What to work on: Find each line of the data below that contains the word "vest", and copy every such line in full.

-- start of Dataset rows --

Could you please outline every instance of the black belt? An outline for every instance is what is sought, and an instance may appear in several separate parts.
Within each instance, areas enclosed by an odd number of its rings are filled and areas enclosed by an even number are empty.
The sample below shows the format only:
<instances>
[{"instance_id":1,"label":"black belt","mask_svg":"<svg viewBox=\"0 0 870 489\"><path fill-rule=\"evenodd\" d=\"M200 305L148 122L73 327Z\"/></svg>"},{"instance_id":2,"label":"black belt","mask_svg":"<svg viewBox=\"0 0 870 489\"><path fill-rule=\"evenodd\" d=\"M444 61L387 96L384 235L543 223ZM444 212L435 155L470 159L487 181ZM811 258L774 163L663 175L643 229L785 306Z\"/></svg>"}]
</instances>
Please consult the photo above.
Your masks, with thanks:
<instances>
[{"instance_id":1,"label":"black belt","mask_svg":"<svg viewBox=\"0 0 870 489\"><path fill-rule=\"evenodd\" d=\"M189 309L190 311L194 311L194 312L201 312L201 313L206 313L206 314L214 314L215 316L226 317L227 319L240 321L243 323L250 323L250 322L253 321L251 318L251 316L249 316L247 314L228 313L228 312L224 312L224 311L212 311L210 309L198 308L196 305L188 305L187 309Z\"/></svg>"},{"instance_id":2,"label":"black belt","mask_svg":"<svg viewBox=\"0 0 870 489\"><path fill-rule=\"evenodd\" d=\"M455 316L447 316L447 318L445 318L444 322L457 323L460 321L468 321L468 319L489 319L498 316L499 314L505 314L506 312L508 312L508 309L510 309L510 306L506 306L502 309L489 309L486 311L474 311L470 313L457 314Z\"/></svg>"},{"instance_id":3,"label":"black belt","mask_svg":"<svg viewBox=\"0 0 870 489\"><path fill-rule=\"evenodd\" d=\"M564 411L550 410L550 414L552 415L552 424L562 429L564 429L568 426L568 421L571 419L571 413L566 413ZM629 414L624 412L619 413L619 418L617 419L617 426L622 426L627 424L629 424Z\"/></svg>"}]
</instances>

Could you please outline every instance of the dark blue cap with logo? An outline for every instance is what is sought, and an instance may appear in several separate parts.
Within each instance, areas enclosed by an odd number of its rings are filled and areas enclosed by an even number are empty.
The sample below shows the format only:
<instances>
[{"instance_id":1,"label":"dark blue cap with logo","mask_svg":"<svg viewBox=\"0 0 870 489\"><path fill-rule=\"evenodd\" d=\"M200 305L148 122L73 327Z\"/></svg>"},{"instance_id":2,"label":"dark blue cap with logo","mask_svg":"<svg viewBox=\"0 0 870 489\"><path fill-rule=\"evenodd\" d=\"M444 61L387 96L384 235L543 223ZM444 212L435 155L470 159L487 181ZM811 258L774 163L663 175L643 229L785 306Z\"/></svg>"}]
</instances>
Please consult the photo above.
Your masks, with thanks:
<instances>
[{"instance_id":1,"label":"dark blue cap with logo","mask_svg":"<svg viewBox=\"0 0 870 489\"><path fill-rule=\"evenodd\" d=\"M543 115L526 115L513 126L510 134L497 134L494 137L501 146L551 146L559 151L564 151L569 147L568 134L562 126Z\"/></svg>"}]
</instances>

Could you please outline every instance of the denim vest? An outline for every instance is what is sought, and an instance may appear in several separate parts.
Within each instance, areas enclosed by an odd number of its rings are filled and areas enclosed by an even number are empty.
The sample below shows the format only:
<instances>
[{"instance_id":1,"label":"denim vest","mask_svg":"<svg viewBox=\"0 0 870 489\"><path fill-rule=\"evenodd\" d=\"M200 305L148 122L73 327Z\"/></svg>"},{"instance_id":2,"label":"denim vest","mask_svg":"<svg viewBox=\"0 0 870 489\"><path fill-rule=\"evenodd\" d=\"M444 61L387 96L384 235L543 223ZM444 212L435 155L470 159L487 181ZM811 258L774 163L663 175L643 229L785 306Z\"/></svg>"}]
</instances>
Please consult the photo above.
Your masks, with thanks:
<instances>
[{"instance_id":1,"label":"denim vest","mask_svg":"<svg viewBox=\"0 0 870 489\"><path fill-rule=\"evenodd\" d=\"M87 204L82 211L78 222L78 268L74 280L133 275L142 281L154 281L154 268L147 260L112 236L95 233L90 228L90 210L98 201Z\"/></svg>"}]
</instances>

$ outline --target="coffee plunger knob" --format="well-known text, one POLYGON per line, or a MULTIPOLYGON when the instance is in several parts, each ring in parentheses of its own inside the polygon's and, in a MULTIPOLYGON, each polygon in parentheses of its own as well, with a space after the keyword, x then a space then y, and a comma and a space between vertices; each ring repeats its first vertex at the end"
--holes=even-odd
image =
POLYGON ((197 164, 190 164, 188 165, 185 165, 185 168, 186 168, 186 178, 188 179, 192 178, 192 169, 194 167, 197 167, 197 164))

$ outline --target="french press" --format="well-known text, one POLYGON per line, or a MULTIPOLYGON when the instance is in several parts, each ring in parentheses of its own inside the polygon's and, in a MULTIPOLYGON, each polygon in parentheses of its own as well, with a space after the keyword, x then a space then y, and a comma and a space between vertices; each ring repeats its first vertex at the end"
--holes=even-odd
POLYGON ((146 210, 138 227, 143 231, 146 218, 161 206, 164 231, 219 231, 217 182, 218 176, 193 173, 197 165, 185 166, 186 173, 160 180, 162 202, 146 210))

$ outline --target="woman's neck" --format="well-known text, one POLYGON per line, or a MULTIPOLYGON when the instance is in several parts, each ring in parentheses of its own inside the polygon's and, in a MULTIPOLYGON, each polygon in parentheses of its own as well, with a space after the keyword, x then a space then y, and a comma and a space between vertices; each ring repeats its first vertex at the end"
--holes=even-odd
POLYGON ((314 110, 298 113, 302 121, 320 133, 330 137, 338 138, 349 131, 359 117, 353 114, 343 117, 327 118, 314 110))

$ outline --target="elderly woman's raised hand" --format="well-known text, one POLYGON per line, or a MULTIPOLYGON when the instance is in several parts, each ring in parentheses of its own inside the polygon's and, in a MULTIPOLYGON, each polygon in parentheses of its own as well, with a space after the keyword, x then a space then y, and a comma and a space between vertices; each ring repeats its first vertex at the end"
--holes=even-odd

-- end of Dataset rows --

The solution:
Could you please outline every instance of the denim vest? An outline for every instance is what is sought, and an instance may appear in several separate parts.
[{"instance_id":1,"label":"denim vest","mask_svg":"<svg viewBox=\"0 0 870 489\"><path fill-rule=\"evenodd\" d=\"M200 305L148 122L73 327Z\"/></svg>"},{"instance_id":2,"label":"denim vest","mask_svg":"<svg viewBox=\"0 0 870 489\"><path fill-rule=\"evenodd\" d=\"M444 61L387 96L384 235L543 223ZM444 212L435 155L470 159L487 181ZM811 258L774 163L663 175L643 229L785 306Z\"/></svg>"}]
[{"instance_id":1,"label":"denim vest","mask_svg":"<svg viewBox=\"0 0 870 489\"><path fill-rule=\"evenodd\" d=\"M87 204L82 211L78 222L78 268L74 280L133 275L142 281L154 281L154 268L147 260L112 236L95 233L90 228L90 210L98 201Z\"/></svg>"}]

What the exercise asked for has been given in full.